Problem details =>
Print out the material that follows word for word.

(Object point labels)
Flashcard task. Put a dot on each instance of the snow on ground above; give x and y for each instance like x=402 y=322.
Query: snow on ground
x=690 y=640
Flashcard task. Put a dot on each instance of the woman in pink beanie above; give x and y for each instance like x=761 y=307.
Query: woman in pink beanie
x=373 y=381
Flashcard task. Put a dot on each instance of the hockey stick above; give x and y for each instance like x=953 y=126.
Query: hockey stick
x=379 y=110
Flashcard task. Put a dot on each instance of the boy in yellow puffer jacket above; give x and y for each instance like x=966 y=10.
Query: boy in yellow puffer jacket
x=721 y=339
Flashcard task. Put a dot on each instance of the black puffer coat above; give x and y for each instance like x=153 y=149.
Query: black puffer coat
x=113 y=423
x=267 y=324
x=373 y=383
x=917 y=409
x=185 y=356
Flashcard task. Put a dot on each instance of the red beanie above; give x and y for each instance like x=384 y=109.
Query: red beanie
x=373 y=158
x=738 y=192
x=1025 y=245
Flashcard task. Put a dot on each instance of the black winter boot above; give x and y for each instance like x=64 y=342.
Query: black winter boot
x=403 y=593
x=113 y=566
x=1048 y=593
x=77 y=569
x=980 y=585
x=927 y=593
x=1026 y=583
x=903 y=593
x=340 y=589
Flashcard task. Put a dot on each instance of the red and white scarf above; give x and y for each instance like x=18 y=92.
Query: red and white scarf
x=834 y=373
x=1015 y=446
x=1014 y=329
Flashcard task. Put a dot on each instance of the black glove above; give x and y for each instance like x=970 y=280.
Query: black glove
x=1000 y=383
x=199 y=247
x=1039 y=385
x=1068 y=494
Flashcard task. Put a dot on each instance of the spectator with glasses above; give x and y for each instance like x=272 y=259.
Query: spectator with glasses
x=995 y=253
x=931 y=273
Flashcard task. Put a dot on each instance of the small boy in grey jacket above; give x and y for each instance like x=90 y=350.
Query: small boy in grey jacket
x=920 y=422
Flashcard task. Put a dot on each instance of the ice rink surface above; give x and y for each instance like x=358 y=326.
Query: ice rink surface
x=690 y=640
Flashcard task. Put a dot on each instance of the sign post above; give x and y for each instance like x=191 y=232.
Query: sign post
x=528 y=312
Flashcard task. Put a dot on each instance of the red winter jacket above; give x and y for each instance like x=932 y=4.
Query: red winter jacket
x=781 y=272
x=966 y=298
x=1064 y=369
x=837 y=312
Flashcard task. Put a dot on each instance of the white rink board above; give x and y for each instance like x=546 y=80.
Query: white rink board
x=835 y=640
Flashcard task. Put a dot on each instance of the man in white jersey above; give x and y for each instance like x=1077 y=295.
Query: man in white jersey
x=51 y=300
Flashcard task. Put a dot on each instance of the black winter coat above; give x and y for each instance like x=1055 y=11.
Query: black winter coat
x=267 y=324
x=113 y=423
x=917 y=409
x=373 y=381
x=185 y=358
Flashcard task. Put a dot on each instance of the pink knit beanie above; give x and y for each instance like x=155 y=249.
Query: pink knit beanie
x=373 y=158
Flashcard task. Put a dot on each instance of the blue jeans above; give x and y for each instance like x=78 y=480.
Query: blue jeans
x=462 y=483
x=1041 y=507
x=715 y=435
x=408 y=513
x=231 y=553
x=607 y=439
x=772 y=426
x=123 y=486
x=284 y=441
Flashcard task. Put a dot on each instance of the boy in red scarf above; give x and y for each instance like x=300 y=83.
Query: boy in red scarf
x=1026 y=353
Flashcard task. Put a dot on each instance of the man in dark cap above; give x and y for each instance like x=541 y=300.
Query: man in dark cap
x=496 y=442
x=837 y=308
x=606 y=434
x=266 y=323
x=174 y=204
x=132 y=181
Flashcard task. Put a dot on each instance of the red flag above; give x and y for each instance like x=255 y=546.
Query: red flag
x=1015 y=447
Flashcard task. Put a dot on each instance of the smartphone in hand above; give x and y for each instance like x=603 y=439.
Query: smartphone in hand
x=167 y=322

Solution =>
Flashcard task. Put a dot on each instance of the snow on ground above; give x and y for each instance like x=402 y=322.
Query: snow on ground
x=690 y=640
Flashcard task. Put a dot on each instance of the woman in pink beanie above; give x and y for each instance like x=761 y=307.
Query: woman in pink beanie
x=373 y=381
Flashcard task. Put a dot on each instance of the hockey stick above; give x and y for each instance like x=953 y=126.
Query: hockey stick
x=379 y=110
Flashcard task. Put a dot on each instance of the boy in yellow puffer jacket above; give x and y for each instance like x=966 y=10.
Query: boy in yellow puffer jacket
x=721 y=339
Flashcard task. Put a dot on each instance of the black puffer coat above; give x and y for each instance like x=153 y=149.
Query: black puffer coat
x=113 y=423
x=267 y=324
x=373 y=383
x=917 y=409
x=185 y=356
Flashcard task. Put a dot on each instance of the red beanie above; give x and y for each instance like x=384 y=109.
Query: red beanie
x=373 y=158
x=738 y=192
x=1025 y=245
Flashcard task. Put a dot on each instance of the black winter boot above; give x and y for each instance like x=64 y=342.
Query: black winter boot
x=403 y=593
x=113 y=566
x=1048 y=593
x=77 y=569
x=980 y=585
x=927 y=593
x=1026 y=583
x=903 y=593
x=340 y=589
Flashcard task. Put a dot on each instance of the red and white scarf above; give x and y for each instance like x=18 y=92.
Query: red and white scarf
x=834 y=373
x=1015 y=446
x=1014 y=329
Flashcard task. Put a dot on each instance of the black glove above; give x and y for each instance like x=970 y=280.
Query: black glove
x=1000 y=383
x=199 y=247
x=1039 y=385
x=1068 y=494
Flashcard task. Put a dot on each instance of the spectator with glasses above; give x and y for each instance like x=272 y=259.
Query: spectator with glasses
x=995 y=253
x=931 y=273
Flashcard task. Put a dot on each instance of the small boy in grey jacket above; give x and y for each instance like x=90 y=350.
Query: small boy in grey jacket
x=920 y=422
Flashcard task. Put a dot on each instance of the ice rink surface above; give x and y for each instance like x=358 y=326.
Query: ice rink surface
x=690 y=640
Flashcard task. Put a dot on each instance of the sign post above; give x and y for each instance like x=191 y=232.
Query: sign post
x=528 y=312
Flashcard task. Put a dot on each instance of the red winter jacket above; give x and y for each instance like x=932 y=4.
Query: red winter jacket
x=781 y=272
x=966 y=298
x=1064 y=369
x=837 y=312
Flashcard task. Put a dot on each instance of the white rink board above; give x and y for each instance like x=546 y=80.
Query: white rink board
x=835 y=640
Flashcard task. Put a dot on each instance of the man in white jersey above; give x and y for each instance like x=1077 y=295.
Query: man in white jersey
x=51 y=300
Flashcard task. Put a dot on each instance of the black winter coat above; give x and y for each instance like x=1055 y=11.
Query: black winter coat
x=267 y=324
x=113 y=423
x=917 y=409
x=373 y=381
x=185 y=358
Flashcard task. Put a dot on each instance of the pink knit beanie above; give x and y for each instance like x=155 y=249.
Query: pink knit beanie
x=373 y=158
Flashcard task. Put a dot on each instance of the blue jeans above; give x and y for each instance like x=78 y=480.
Query: blue jeans
x=462 y=483
x=1041 y=507
x=715 y=435
x=408 y=513
x=231 y=553
x=607 y=439
x=772 y=426
x=123 y=486
x=284 y=441
Flashcard task. Put a dot on each instance of the boy in red scarf above; give x and y for each instance like x=300 y=83.
Query: boy in red scarf
x=1026 y=353
Flashcard task. Put a dot on each instance of the man in dark cap above; give x and y for each instance like x=541 y=300.
Query: man in dark cap
x=496 y=442
x=837 y=308
x=606 y=434
x=266 y=323
x=174 y=204
x=132 y=181
Flashcard task. Put a dot on each instance of the red flag above; give x and y for each instance like x=255 y=546.
Query: red flag
x=1015 y=447
Flashcard task. Put a dot on each instance of the smartphone in hand above; give x and y for each instance like x=603 y=439.
Query: smartphone in hand
x=167 y=322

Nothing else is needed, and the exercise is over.